**Problem to work on:** Scan each line of the records for the word "mirror" and extract the ones that have it.

**Data under study:**
────────────────────────────────────────
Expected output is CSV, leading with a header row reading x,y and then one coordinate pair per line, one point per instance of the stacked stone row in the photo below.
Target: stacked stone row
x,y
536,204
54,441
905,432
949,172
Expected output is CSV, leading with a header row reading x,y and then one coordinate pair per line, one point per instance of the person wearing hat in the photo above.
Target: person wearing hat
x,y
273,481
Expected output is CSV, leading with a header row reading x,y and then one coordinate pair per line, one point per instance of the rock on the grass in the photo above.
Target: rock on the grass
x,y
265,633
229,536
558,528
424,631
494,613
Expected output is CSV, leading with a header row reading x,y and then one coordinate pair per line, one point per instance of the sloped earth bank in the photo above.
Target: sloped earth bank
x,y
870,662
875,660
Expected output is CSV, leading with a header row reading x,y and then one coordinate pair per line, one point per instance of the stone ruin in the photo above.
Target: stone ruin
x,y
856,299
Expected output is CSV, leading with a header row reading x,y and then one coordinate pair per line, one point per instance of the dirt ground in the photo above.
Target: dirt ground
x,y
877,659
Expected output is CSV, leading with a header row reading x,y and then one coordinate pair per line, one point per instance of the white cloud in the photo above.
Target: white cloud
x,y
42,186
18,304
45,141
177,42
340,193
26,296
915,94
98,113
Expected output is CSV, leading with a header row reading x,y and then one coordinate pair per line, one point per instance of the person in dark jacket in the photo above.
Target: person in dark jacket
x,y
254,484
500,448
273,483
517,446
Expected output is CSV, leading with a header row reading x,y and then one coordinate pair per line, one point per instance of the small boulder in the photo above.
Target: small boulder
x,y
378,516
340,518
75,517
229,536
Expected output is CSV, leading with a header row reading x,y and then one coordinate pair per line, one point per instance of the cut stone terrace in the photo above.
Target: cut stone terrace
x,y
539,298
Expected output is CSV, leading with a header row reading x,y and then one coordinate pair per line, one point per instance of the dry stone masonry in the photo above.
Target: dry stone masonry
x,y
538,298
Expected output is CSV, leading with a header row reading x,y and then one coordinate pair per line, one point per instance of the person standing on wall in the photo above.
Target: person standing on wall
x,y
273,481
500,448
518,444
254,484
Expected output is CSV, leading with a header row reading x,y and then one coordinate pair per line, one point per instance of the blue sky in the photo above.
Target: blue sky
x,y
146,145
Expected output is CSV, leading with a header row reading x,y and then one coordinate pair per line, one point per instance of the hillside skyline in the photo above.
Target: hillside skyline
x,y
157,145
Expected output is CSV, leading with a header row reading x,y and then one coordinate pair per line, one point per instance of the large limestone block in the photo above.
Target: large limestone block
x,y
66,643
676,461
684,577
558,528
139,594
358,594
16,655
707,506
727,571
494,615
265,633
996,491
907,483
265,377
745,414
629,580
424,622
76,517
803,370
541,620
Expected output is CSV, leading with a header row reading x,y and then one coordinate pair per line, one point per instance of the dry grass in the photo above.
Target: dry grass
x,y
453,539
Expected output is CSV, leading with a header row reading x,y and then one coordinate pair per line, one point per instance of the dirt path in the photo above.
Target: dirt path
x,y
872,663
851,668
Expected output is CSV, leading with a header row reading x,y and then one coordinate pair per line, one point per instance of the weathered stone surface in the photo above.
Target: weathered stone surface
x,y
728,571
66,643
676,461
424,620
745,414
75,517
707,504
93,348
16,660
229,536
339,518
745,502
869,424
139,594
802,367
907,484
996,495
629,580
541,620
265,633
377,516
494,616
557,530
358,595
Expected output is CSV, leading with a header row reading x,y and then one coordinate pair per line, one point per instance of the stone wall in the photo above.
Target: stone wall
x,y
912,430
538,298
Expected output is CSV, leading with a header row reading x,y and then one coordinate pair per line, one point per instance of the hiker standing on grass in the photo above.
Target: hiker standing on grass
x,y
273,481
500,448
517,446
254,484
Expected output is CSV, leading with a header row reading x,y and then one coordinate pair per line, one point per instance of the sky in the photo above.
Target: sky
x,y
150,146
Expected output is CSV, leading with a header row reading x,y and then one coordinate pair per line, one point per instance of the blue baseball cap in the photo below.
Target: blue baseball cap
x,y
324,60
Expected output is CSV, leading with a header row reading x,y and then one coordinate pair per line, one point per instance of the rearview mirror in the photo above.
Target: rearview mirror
────────────────────────────────────────
**Expected answer:**
Expected output is CSV, leading with a header row reading x,y and then one coordinate pair per line, one point per instance of the rearview mirror in the photo above.
Target: rearview mirror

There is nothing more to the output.